>> BEGIN Given records

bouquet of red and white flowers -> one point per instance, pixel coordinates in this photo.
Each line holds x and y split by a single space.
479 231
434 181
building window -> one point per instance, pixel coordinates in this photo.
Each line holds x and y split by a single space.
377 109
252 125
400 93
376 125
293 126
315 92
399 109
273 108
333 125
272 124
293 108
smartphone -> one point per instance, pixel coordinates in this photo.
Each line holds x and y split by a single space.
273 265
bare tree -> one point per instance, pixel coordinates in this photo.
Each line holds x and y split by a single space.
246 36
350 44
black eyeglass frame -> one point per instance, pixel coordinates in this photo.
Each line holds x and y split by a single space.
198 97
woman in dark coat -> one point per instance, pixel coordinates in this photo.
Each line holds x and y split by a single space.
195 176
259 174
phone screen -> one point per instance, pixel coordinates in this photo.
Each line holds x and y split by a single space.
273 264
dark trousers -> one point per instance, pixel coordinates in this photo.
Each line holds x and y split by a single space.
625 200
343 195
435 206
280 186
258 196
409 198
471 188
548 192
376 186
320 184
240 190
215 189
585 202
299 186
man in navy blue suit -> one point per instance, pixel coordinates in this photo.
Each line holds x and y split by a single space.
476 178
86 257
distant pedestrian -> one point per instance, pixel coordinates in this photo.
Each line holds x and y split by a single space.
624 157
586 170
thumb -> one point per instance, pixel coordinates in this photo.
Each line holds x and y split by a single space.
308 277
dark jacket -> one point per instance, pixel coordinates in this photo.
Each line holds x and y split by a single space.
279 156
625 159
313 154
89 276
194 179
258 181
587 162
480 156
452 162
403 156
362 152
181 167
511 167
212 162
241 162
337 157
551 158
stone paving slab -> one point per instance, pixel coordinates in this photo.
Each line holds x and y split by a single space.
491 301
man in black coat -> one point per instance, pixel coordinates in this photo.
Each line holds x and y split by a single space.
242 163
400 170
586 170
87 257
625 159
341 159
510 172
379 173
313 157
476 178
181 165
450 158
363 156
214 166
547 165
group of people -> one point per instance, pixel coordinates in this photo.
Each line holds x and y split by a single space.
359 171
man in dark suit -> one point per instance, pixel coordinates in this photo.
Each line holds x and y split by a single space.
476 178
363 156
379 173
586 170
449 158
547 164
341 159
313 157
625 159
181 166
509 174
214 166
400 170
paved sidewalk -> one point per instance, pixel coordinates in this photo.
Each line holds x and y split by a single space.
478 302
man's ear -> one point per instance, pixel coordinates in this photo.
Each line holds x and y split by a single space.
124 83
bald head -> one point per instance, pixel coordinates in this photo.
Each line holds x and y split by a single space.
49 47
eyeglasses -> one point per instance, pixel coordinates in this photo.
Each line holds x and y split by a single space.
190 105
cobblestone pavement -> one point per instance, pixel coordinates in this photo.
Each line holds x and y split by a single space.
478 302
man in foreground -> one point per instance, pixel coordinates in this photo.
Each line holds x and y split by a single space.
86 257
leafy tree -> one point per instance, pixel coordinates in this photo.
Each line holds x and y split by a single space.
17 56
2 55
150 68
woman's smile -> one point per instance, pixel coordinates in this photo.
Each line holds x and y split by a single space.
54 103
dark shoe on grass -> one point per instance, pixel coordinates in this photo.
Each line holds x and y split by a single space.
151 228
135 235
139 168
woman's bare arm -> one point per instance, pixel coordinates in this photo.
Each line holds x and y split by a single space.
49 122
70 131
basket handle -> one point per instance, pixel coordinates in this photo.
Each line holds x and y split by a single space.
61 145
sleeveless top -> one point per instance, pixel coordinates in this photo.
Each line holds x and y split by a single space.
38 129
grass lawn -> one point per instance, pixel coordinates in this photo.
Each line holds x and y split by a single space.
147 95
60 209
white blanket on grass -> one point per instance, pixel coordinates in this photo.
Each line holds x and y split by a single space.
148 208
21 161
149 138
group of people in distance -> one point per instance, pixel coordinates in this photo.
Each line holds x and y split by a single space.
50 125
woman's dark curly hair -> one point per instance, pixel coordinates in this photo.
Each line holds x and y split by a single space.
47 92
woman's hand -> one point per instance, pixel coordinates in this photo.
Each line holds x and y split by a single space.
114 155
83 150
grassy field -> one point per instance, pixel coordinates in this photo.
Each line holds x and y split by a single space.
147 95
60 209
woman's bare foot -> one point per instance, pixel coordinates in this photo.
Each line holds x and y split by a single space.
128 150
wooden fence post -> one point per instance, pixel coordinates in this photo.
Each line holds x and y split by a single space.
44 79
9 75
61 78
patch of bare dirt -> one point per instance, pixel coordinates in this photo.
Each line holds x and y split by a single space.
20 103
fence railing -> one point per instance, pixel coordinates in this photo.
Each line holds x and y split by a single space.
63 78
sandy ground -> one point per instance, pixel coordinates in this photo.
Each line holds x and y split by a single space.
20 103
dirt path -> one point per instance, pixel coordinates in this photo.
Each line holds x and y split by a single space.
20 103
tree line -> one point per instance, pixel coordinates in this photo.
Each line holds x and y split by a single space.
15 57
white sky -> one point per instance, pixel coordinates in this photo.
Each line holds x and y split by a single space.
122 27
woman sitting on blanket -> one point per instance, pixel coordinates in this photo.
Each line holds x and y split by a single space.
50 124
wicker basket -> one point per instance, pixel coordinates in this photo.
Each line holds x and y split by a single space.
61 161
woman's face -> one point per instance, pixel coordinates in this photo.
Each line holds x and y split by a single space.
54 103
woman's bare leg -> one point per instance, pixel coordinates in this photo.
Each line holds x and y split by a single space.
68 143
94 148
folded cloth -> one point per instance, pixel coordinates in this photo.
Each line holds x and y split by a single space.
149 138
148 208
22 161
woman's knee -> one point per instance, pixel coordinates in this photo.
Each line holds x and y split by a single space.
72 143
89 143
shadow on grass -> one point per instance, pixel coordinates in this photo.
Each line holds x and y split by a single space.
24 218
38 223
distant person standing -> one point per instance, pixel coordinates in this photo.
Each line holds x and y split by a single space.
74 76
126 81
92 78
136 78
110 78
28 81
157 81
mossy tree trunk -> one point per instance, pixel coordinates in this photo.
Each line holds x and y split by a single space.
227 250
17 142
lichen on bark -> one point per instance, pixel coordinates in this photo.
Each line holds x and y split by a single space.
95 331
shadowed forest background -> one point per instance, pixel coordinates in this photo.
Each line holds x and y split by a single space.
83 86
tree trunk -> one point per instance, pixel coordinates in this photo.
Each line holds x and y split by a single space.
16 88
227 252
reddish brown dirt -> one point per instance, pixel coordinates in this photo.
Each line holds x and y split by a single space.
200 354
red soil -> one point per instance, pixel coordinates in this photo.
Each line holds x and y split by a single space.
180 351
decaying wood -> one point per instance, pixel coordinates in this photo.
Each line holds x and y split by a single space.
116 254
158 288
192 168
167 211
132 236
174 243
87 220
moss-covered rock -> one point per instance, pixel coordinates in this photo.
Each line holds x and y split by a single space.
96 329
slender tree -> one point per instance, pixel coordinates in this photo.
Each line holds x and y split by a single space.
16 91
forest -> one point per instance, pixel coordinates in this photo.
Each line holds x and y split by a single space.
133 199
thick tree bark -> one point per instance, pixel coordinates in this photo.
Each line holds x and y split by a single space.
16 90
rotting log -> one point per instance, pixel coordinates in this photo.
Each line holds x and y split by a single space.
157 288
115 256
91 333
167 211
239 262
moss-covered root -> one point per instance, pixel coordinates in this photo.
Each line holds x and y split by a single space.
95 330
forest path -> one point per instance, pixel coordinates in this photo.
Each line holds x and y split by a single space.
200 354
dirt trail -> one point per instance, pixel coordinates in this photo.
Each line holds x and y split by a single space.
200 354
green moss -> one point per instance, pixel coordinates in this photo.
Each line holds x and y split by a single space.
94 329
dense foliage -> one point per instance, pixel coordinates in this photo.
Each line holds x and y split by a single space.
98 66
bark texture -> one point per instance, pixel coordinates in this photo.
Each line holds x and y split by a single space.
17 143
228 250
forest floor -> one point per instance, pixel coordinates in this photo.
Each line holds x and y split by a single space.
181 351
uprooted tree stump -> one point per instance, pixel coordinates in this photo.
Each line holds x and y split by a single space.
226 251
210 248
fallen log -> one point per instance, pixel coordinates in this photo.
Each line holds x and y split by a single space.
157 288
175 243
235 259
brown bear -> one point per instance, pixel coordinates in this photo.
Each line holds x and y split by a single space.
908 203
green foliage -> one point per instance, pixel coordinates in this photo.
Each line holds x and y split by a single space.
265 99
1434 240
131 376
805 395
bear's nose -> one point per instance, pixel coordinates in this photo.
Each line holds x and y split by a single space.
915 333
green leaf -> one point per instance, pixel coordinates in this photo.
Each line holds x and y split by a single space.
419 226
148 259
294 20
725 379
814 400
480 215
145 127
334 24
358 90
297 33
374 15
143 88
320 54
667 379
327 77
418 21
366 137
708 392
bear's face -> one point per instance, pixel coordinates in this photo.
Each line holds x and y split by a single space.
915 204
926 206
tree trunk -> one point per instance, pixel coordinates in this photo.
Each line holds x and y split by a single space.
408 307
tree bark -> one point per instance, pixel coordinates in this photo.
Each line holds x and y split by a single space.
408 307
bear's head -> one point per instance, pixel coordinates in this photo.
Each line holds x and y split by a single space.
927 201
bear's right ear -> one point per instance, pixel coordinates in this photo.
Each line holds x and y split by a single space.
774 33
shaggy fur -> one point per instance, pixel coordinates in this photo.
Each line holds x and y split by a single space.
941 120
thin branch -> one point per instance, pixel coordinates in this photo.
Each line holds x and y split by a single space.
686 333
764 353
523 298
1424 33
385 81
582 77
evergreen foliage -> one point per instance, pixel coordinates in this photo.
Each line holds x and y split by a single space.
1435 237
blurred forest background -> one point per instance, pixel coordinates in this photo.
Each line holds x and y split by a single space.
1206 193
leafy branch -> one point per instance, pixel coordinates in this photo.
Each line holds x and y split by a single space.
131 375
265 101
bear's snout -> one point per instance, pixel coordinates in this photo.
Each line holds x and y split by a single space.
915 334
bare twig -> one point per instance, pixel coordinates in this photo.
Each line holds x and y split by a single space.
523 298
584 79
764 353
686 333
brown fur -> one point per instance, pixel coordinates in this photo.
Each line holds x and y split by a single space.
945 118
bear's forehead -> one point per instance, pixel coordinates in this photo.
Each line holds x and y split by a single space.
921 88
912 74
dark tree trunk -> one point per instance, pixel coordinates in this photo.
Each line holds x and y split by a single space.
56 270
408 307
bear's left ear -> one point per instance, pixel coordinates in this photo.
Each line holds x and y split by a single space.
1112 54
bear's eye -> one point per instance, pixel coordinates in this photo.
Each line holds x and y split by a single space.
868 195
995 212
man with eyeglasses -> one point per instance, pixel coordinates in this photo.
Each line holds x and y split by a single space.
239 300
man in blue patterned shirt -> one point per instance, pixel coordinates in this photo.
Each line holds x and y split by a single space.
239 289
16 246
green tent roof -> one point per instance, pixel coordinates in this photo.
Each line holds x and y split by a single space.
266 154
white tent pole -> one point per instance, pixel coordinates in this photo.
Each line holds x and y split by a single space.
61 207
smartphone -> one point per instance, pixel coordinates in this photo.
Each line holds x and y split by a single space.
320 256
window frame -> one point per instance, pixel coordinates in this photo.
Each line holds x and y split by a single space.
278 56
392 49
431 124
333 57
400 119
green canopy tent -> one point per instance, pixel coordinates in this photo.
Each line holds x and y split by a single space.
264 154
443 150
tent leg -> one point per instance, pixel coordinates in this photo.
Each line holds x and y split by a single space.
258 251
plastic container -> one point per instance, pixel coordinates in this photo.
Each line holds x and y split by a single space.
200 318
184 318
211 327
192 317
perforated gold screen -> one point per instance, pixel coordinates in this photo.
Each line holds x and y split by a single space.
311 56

>> END Given records

[Problem requirements]
Look above for the line that holds "green tent roof", then copy it and each line after it exactly, through the last line of the data.

[Exercise response]
green tent roof -> one point per instance, pixel coordinates in this photo.
Each line holds x and y split by a single space.
266 154
white tent pole -> one point per instance, pixel coordinates in this photo.
Each line holds x and y split by a single space.
61 207
smartphone -> one point per instance, pixel coordinates in this photo.
Each line holds x and y split by a single space.
320 256
window frame -> one point per instance, pixel coordinates in this photo.
Each line holds x and y split by a single space.
278 56
392 49
431 124
333 57
400 119
green canopy tent -> one point per instance, pixel coordinates in this photo.
Each line holds x and y split by a single space.
264 154
443 150
tent leg -> one point per instance, pixel coordinates in this photo.
Each line holds x and y split by a single space.
258 251
plastic container -> one point per instance, pixel coordinates in this photo.
Each line holds x and y split by a single space.
200 318
184 318
211 327
192 317
perforated gold screen -> one point per instance, pixel coordinates in this photo.
Each line holds x and y split by a single space.
311 56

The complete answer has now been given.